Selection:
Oh, I also have a Best Games Ever section.

Don't Break The Oath (1984)

My friend gave me a copy of "Them" on tape, probably around 1988/1989. "WHAT THE HELL IS THIS?" I can honestly say I remember the first time I ever heard King Diamond. I remember my room, where my tape deck was, sitting on my bed and reading those effed up lyrics. This shit was marvelous!

It was a while later that the same friend's sister told me to listen to Mercyful Fate. While Melissa was her favorite, it wasn't until those opening notes of the title track of Oath that the full grandeur hit me. This is evil. This is pure evil and it is utterly spectacular.

[Dataset rows showing where objects appear]
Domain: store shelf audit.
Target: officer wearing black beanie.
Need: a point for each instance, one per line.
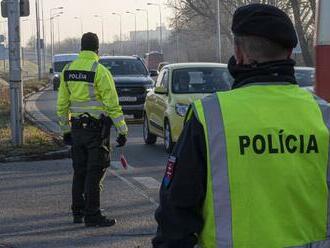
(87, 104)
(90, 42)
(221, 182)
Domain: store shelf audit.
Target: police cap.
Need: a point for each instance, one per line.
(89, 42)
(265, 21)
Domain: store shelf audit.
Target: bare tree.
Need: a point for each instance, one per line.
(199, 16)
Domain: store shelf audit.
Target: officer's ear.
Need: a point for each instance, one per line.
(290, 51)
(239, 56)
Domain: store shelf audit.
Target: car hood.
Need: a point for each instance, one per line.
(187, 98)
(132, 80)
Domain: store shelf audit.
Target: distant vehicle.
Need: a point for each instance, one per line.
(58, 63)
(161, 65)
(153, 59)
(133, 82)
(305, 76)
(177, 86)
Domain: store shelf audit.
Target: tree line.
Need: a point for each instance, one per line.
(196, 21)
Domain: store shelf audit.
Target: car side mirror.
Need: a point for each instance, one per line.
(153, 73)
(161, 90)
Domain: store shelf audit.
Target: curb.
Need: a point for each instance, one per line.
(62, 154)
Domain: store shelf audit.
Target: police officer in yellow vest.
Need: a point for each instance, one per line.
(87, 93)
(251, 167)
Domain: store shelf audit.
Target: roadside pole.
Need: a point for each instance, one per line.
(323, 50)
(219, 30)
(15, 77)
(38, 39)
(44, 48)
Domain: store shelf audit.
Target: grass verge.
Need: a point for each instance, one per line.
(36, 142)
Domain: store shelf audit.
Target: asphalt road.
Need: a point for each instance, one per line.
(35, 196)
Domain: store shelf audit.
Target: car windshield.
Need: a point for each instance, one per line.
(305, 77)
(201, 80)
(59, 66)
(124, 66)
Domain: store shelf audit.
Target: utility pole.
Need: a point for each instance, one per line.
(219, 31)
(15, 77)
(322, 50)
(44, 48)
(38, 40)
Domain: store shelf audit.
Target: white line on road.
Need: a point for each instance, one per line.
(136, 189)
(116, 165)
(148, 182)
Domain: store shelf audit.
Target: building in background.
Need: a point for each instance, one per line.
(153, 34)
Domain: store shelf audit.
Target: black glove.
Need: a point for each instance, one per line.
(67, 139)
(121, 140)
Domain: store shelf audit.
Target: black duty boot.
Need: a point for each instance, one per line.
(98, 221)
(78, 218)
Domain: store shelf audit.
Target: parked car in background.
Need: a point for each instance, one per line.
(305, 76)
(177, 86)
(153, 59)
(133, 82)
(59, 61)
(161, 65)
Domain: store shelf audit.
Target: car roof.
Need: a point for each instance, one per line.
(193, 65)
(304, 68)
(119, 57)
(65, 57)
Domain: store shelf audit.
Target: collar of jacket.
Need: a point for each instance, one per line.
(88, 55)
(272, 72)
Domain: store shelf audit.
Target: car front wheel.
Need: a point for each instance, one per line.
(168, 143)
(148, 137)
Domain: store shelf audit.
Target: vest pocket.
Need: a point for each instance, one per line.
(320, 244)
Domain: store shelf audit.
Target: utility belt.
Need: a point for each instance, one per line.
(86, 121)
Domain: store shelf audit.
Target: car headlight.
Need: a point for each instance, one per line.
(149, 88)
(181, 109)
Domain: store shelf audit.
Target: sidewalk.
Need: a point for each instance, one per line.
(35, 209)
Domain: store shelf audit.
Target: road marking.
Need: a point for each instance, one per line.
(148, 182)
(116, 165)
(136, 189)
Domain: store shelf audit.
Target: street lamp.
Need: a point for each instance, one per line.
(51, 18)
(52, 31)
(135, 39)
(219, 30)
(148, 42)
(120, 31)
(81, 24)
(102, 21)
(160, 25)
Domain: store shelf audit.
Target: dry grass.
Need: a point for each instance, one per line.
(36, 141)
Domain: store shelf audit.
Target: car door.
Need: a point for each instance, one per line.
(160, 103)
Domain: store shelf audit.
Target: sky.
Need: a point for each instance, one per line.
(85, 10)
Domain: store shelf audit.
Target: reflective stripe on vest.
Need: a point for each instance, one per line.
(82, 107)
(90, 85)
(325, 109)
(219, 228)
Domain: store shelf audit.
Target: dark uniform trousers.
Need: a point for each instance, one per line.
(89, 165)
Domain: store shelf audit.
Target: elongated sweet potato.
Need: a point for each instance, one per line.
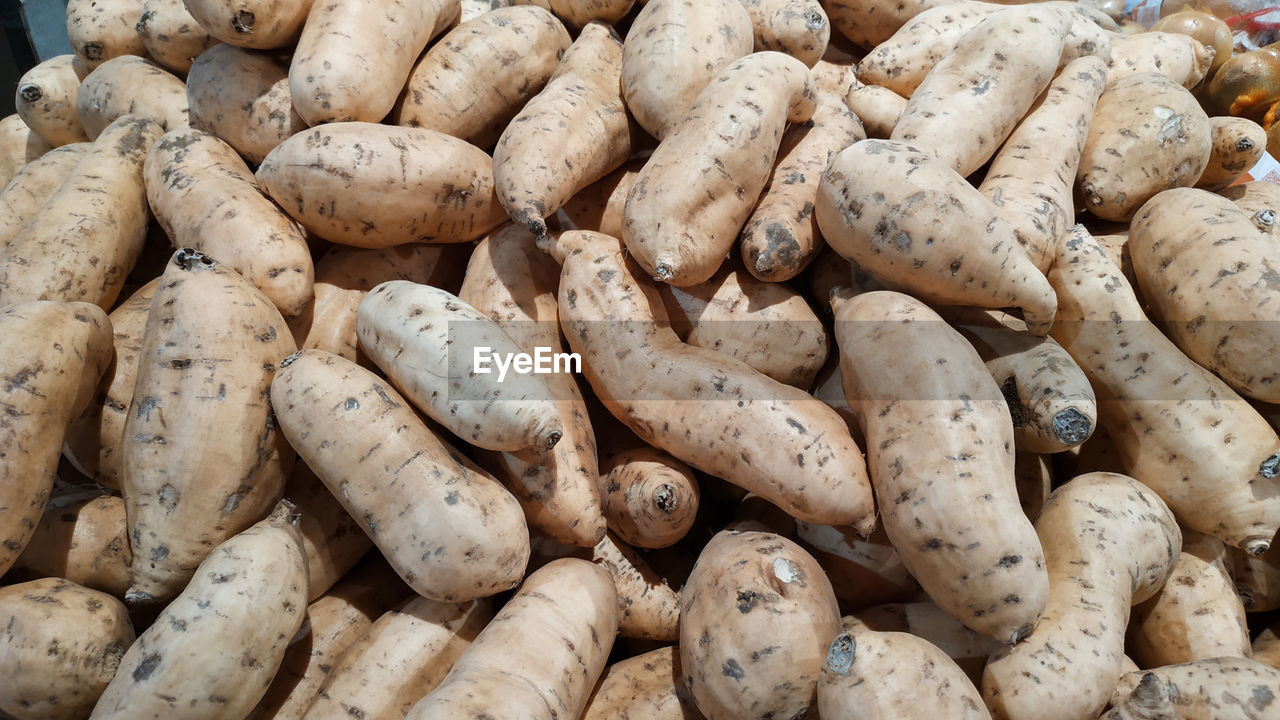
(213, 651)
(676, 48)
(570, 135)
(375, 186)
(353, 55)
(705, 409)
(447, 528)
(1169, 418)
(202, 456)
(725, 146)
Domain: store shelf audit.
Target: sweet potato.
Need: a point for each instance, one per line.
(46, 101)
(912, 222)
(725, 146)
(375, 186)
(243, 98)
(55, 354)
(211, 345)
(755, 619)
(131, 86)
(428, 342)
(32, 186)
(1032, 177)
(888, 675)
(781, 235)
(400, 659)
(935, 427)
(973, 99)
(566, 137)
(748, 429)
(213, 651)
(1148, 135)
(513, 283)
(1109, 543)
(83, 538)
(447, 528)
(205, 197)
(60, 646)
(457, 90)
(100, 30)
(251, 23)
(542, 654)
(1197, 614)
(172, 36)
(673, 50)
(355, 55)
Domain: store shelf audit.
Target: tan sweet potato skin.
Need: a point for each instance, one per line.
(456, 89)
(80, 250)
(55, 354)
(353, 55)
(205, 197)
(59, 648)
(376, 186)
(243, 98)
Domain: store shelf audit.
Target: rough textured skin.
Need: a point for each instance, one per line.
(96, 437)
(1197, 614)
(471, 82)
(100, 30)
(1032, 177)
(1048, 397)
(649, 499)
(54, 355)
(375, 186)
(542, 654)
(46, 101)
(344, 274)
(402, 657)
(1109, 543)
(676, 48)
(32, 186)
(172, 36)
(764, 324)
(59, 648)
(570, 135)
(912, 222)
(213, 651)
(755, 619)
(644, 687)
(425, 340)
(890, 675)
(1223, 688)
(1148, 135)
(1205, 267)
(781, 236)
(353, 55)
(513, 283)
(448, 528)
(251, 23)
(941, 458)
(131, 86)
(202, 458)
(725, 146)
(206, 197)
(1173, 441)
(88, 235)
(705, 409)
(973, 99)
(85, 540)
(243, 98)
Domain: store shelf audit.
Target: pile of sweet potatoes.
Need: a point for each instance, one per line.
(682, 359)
--
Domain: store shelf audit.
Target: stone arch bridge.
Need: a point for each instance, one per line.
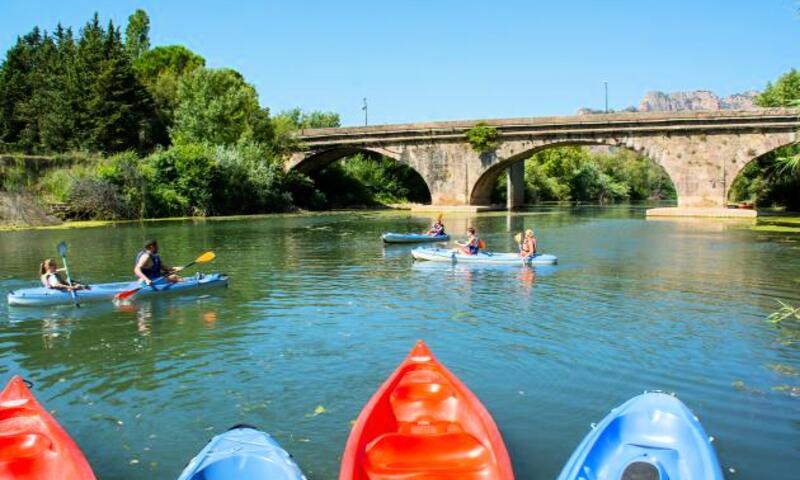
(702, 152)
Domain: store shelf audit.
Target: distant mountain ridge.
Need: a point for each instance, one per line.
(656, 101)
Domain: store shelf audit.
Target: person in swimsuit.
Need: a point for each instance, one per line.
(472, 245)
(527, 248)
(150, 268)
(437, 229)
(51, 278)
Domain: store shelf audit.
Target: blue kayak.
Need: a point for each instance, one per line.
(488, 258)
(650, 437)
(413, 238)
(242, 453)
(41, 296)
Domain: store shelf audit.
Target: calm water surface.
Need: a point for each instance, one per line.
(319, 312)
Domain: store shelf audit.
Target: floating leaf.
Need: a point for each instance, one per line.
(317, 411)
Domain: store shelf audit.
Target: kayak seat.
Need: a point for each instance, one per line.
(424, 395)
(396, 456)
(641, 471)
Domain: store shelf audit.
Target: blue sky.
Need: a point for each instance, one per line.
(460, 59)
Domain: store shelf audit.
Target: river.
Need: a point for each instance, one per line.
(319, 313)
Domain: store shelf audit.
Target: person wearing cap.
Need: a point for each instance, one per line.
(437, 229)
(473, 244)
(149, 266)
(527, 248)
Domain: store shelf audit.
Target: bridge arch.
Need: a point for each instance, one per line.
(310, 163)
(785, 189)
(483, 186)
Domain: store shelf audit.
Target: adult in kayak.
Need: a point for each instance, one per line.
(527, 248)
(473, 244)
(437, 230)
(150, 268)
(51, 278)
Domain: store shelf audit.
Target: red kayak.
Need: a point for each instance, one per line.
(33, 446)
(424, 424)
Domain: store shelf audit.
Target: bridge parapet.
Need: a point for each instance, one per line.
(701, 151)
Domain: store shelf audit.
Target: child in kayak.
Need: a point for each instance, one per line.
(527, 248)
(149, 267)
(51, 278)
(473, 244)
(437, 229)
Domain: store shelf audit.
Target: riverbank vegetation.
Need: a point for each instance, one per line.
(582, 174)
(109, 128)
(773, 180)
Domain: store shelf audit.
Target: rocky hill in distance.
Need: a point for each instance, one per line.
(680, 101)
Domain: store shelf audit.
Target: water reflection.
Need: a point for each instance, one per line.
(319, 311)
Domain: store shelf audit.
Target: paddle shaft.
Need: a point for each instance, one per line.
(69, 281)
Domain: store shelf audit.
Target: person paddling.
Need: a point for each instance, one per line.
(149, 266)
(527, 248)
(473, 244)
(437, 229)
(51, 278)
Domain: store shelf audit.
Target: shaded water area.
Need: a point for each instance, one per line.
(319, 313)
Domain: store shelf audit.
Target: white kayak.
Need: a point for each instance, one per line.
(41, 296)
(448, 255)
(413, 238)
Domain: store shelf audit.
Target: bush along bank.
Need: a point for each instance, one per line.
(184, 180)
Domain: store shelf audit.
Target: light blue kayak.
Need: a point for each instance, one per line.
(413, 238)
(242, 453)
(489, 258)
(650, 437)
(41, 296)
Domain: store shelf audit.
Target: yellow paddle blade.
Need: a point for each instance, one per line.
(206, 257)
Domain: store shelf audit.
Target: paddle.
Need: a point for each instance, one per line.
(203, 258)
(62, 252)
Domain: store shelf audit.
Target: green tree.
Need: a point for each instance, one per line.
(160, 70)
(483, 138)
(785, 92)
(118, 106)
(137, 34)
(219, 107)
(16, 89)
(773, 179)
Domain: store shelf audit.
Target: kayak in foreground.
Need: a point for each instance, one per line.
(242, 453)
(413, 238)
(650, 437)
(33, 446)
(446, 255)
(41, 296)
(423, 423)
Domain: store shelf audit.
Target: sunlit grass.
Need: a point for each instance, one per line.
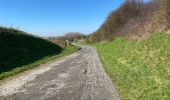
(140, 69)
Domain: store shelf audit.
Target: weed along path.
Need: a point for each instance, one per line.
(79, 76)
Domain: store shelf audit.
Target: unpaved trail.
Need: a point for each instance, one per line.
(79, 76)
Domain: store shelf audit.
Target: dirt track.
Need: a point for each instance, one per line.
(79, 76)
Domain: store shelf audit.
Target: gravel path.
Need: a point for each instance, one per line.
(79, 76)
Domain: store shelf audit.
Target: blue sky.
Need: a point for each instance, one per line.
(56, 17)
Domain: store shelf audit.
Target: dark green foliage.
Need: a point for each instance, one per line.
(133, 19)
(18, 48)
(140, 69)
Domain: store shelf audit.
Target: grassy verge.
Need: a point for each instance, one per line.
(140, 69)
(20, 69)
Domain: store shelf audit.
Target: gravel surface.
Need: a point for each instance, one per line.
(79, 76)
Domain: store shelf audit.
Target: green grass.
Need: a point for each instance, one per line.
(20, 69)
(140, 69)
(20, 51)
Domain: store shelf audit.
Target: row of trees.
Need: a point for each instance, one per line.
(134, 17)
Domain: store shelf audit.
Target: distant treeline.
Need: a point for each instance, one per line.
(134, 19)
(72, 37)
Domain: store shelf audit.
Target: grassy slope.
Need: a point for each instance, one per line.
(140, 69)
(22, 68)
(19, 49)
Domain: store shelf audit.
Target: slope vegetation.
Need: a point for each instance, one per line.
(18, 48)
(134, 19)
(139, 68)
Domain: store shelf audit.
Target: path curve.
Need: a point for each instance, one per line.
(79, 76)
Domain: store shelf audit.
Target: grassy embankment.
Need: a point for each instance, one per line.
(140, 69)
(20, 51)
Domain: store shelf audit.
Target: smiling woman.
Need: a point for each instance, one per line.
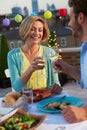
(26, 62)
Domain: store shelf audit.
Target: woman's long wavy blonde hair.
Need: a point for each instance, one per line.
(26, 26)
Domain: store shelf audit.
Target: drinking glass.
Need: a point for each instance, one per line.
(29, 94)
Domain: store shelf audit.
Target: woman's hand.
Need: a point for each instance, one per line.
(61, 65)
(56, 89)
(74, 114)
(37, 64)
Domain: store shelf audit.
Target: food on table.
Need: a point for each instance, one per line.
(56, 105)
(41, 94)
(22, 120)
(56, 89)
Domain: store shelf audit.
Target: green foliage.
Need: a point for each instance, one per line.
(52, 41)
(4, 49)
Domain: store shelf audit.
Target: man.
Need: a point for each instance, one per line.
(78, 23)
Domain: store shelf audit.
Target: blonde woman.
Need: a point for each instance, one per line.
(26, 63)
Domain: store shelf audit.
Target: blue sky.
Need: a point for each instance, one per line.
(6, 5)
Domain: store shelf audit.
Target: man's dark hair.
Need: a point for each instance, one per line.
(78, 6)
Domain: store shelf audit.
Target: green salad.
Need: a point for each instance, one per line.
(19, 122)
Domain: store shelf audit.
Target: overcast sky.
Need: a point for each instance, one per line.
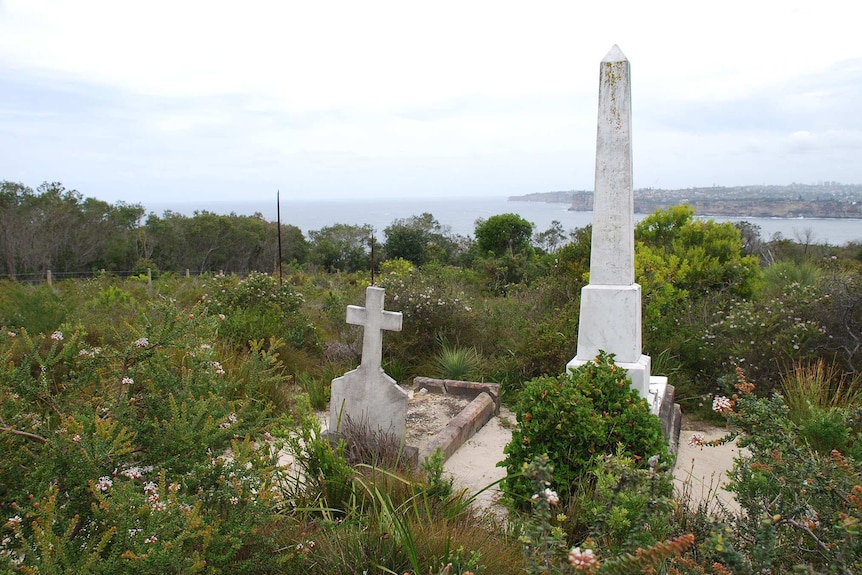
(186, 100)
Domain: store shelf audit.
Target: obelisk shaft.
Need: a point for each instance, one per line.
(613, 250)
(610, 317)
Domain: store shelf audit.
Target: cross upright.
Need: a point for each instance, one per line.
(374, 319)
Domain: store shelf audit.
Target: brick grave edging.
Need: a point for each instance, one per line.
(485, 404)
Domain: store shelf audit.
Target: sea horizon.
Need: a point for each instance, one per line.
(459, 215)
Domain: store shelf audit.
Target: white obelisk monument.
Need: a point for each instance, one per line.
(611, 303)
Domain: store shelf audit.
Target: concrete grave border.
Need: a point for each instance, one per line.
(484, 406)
* * *
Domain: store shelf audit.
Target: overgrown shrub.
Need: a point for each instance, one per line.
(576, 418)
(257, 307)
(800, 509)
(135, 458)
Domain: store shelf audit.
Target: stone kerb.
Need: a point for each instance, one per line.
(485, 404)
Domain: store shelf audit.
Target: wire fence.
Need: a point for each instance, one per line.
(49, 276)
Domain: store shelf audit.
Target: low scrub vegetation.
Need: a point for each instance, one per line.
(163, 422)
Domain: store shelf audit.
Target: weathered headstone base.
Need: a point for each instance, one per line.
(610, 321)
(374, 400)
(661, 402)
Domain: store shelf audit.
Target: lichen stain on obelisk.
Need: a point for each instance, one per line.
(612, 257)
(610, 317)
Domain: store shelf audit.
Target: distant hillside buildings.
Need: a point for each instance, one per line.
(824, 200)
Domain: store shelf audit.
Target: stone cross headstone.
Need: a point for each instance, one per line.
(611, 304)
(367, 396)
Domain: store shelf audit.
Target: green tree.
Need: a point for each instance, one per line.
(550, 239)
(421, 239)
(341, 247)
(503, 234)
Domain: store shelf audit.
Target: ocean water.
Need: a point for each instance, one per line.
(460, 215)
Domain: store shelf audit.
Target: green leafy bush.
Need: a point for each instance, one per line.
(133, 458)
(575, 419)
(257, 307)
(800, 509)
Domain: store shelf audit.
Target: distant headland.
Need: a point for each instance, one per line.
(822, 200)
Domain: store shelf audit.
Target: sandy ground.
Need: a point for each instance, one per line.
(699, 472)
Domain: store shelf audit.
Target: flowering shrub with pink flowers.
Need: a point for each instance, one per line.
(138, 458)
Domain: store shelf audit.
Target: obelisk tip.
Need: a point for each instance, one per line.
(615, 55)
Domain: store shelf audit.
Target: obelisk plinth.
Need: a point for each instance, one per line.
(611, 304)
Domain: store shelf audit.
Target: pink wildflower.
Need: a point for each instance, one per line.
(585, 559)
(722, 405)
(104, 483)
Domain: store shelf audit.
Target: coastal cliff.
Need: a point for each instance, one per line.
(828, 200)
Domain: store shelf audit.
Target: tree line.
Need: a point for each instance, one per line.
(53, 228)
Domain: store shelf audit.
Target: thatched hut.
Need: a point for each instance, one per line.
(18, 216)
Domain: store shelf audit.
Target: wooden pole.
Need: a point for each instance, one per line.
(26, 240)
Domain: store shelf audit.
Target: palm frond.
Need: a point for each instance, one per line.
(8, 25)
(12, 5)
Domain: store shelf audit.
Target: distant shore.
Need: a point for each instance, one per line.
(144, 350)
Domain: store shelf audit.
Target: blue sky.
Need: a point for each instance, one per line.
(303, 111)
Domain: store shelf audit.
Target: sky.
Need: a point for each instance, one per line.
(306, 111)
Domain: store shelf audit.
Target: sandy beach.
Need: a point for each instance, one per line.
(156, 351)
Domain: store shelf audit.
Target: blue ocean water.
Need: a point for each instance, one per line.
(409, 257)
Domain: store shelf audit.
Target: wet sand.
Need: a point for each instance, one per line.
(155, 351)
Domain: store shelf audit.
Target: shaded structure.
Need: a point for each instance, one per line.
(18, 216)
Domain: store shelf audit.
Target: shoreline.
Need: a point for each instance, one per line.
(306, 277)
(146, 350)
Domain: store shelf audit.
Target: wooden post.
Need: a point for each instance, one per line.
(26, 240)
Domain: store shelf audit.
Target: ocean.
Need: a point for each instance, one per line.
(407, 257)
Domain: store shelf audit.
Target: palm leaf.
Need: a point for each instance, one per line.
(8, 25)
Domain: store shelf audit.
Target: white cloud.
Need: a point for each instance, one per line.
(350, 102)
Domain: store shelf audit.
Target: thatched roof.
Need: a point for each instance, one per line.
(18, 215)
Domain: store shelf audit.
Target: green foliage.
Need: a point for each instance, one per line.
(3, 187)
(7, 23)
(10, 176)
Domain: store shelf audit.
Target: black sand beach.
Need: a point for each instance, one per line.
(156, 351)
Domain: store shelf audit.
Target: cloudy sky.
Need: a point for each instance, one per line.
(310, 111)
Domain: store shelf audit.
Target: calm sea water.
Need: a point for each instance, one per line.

Exercises to complete:
1) In the Mercyful Fate text, which album was the friend's sister's favorite?
2) Pick up the Mercyful Fate text after its final sentence and carry it on in the same voice.
This listing comes from a separate source and has no connection to the Mercyful Fate text.

Task-by-task outputs:
1) Melissa

2)
More than 25 years later, the magic is not lost. I don't know how this isn't heralded for the glorious miracle that it is. Tell me one weak spot of this record. Timi's bass is beyond anyone else's in metal in 1984. The riffs and the solos...oh the solos...While Shermann may have lost his touch after this (and it should be mentioned that it's probably good that MF broke up soon after.), the trade-offs with Denner are unparalleled in metal. I don't care what you think of Tipton/KK, Smith/Murray, Kerry/Jeff - Those two were the best balance of shred and harmony. And King, what can be said of King? If you hate his voice, clearly this record isn't for you. But his vocals coupled with that voice soar from the highest peaks of beauty before descending into absolute evil.

It sounds great. It was before its time and it's beautiful. And, it is easily in the top five list for album covers too. I can't say any more. It's almost a waste of time trying to put this into words.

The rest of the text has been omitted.